**Short problem:** Quote all of the data below verbatim, from its first line to its last.

**Data for this task:**

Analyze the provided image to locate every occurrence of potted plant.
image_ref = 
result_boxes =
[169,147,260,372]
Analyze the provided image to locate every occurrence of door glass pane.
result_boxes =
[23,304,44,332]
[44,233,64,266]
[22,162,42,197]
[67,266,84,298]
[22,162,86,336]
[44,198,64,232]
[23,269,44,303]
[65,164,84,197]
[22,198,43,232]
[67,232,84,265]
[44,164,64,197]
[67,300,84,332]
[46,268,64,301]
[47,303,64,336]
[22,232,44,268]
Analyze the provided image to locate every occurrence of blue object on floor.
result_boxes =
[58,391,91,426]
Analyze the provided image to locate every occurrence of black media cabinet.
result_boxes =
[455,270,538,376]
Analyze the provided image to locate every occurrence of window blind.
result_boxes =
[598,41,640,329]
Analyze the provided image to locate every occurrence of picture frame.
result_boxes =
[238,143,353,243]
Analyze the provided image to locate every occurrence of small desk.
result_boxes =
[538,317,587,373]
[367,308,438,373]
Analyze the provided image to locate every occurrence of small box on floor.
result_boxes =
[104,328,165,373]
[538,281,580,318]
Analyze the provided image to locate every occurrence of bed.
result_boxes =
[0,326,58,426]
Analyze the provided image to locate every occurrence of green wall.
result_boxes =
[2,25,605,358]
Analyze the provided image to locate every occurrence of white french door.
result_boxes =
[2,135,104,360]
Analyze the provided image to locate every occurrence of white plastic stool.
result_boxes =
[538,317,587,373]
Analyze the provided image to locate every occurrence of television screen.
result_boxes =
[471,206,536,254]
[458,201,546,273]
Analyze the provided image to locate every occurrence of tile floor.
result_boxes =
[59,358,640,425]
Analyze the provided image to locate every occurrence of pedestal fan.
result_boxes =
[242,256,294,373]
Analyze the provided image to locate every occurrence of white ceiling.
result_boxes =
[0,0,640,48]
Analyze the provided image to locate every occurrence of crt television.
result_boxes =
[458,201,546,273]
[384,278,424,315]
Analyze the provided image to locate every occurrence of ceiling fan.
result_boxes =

**Problem solution:**
Analyze the provided image to locate every occurrence of potted plant.
image_ref = 
result_boxes =
[169,147,260,372]
Analyze the provided image to locate every occurrence of door glass pane.
result_boxes =
[23,304,44,332]
[44,233,64,266]
[22,162,42,197]
[67,266,84,298]
[22,162,86,336]
[44,198,64,232]
[23,269,44,303]
[65,164,84,197]
[22,198,43,232]
[67,232,84,265]
[44,164,64,197]
[67,300,84,332]
[46,268,64,301]
[47,303,64,336]
[22,232,44,268]
Analyze the provided image to locate every occurrence of blue object on floor.
result_boxes =
[58,391,91,426]
Analyze the provided image to locate every occurrence of black media cabinet.
result_boxes =
[455,270,538,376]
Analyze the provided image to locate every occurrence of window blind.
result_boxes =
[598,41,640,329]
Analyze the provided image to locate every occurrence of picture frame.
result_boxes =
[238,143,353,243]
Analyze the provided image to locate every occurrence of small desk.
result_boxes =
[538,317,587,373]
[367,308,438,373]
Analyze the provided image to locate every occurrence of small box on floor.
result_boxes =
[104,328,165,373]
[538,281,580,318]
Analyze the provided image to locate every occurrence of bed.
result_boxes =
[0,326,58,426]
Analyze the provided image to locate every occurrence of green wall.
result_boxes =
[2,25,605,358]
Analyze the provided image to locate every occurrence of white french door.
result_boxes =
[2,135,104,360]
Analyze the provided image to locate every occurrence of white plastic stool.
result_boxes =
[538,317,587,373]
Analyze the provided image to locate every occurrence of television screen.
result_boxes =
[471,206,536,254]
[458,201,546,273]
Analyze the provided image to locate every occurrence of tile floor.
result_boxes =
[59,358,640,425]
Analyze the provided image to locate every occurrence of pedestal fan.
result_boxes =
[242,256,294,373]
Analyze the provided image to locate every occurrence of white ceiling.
result_boxes =
[0,0,640,48]
Analyze the provided image to locate every occurrence of crt television.
result_boxes =
[458,201,546,273]
[384,278,424,315]
Analyze the provided image to locate every occurrence of ceiling fan.
result_boxes =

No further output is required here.